• Brief: Please give the data below again in full, exactly as it stands.

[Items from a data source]
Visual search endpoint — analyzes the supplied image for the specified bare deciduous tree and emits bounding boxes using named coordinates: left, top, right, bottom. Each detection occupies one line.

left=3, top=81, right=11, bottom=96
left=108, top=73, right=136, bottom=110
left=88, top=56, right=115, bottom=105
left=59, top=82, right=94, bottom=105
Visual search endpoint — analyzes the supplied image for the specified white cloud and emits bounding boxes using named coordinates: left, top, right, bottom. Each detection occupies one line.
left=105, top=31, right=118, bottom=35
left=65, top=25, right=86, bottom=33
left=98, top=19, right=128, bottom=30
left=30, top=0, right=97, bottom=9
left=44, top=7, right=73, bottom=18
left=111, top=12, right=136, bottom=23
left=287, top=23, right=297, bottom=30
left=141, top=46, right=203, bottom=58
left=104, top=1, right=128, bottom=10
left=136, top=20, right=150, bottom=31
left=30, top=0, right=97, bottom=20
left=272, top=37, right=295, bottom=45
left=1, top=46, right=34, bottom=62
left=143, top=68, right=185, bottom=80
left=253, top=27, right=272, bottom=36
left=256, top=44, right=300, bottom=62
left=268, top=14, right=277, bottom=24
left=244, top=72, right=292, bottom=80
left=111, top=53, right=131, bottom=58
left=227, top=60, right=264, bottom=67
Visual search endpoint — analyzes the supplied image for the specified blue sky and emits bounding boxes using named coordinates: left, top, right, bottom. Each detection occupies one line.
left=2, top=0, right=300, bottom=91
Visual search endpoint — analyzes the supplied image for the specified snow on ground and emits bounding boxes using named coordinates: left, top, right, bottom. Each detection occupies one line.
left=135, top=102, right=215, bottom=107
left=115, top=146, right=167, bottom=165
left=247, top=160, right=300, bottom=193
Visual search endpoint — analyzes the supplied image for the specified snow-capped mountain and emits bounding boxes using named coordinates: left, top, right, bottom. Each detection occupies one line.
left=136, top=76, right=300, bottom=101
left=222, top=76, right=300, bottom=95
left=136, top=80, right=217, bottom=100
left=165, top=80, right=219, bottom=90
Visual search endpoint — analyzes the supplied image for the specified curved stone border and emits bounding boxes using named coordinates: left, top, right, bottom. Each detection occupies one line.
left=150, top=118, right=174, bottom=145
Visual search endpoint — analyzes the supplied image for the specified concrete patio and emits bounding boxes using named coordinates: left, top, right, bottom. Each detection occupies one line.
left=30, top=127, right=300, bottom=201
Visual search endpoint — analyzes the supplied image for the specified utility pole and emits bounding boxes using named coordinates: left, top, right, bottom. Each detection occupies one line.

• Task answer:
Visual search endpoint — analyzes the supplied image for the specified bare deciduous tree and emits bounding boxes using named coordinates: left, top, right, bottom. Each detection occupies one line.

left=3, top=81, right=11, bottom=96
left=108, top=73, right=136, bottom=110
left=88, top=56, right=115, bottom=105
left=59, top=82, right=94, bottom=105
Visual search endpoint — analyzes the supplied image for the specified white cloud and emits bounding boxes using named coordinates: left, top, right, bottom. Each detection occupies one line.
left=105, top=31, right=118, bottom=35
left=65, top=25, right=86, bottom=33
left=98, top=19, right=128, bottom=30
left=30, top=0, right=97, bottom=9
left=44, top=7, right=73, bottom=18
left=111, top=12, right=136, bottom=23
left=287, top=23, right=297, bottom=30
left=141, top=46, right=203, bottom=58
left=104, top=1, right=128, bottom=10
left=136, top=20, right=150, bottom=31
left=30, top=0, right=97, bottom=20
left=272, top=37, right=295, bottom=45
left=1, top=46, right=34, bottom=62
left=143, top=68, right=185, bottom=80
left=253, top=27, right=272, bottom=36
left=256, top=44, right=300, bottom=62
left=268, top=14, right=277, bottom=24
left=244, top=72, right=292, bottom=80
left=111, top=53, right=131, bottom=58
left=227, top=60, right=264, bottom=67
Visual search endpoint — analyzes the supplied image for the specified blue sky and emits bounding boxes using named coordinates: left, top, right, bottom. Each detection occupies one line.
left=2, top=0, right=300, bottom=91
Visual search endpoint — analyzes the supplied image for the specified snow on ground and emits bounding boxes using named coordinates: left, top, right, bottom. Each detection occupies one line.
left=135, top=102, right=215, bottom=107
left=115, top=146, right=167, bottom=165
left=247, top=160, right=300, bottom=193
Visual search endpoint — analyzes the supplied image for the specified snow-capped mountain and emits bounding boxes using named coordinates: left, top, right, bottom. Each detection occupies one line.
left=136, top=76, right=300, bottom=101
left=222, top=76, right=300, bottom=95
left=136, top=80, right=217, bottom=100
left=165, top=80, right=219, bottom=90
Visual search endpoint — analyzes the supplied image for the specified curved stone border and emits bounding boxes using named coordinates: left, top, right, bottom. Each detection occupies one line.
left=150, top=118, right=174, bottom=145
Visual search endpoint — analyzes the supplied image for the specified concrete patio and emits bounding boxes using named coordinates: left, top, right, bottom. Each detection occupies one line.
left=30, top=127, right=300, bottom=201
Visual search endpoint — analyzes the supplied image for the specified utility pole and emits bounding boxes using named coordinates: left, top, right, bottom. Each detection occupies one line.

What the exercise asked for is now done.